◆ **What to produce**: Nothing in the records should be altered; retype them all exactly.

[Opening Task data section]

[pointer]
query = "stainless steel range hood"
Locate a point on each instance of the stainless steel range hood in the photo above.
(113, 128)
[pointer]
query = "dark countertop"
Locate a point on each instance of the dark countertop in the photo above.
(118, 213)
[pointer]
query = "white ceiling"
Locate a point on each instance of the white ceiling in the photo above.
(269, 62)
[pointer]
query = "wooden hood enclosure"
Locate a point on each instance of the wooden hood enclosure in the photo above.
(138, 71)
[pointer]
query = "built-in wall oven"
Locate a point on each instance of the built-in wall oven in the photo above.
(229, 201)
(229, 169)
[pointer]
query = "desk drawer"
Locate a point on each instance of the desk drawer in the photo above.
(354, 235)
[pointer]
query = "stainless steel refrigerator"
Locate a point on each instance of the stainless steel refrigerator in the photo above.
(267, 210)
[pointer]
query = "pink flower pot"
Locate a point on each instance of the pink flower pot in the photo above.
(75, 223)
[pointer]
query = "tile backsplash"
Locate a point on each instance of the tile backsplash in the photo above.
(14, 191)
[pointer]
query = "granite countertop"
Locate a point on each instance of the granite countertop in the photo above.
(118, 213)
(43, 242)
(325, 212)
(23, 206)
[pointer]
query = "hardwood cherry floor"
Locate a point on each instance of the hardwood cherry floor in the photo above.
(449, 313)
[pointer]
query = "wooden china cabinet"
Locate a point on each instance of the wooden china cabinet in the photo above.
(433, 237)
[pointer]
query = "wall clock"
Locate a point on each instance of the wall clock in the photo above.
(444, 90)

[Closing Task data section]

◆ **Exercise response**:
[pointer]
query = "stainless steel range hood"
Locate a point on each instance of the stainless steel range hood in the photo above.
(113, 128)
[pointer]
query = "dark countertop"
Locate a point on each instance of the dark countertop in the photo above.
(118, 213)
[pointer]
query = "white ceiling"
Locate a point on each instance of the white ceiling in the photo above.
(269, 62)
[pointer]
query = "wooden hood enclosure"
Locate a point on each instance of the wooden hood enclosure in the photo above.
(138, 71)
[pointer]
query = "built-in wall oven"
Locate a point on each instance of the built-in wall oven in the photo above.
(229, 201)
(229, 169)
[pointer]
query = "desk drawer"
Locate a point on each instance of the desk drawer in the photo above.
(354, 235)
[pointer]
query = "stainless steel refrigerator"
Locate a point on each instance of the stainless steel refrigerator in the photo above.
(267, 210)
[pointer]
query = "pink flower pot"
Locate a point on each instance of the pink flower pot in the photo above.
(75, 223)
[pointer]
query = "tile backsplash"
Locate a point on each instance of the tile backsplash in the photo above.
(14, 191)
[pointer]
query = "granite countertop"
Locate a point on each instance of the granite countertop in the photo above.
(118, 213)
(43, 242)
(325, 212)
(23, 206)
[pointer]
query = "hardwood cherry floor"
Locate a point on each instance of the hardwood cherry floor in the photo above.
(449, 313)
[pointer]
query = "wooden china cabinet"
Locate a point on each instance of the wooden china cabinet in the photo above.
(433, 237)
[pointer]
query = "wall clock"
Locate a point on each instance of the wall clock in the photo above.
(444, 90)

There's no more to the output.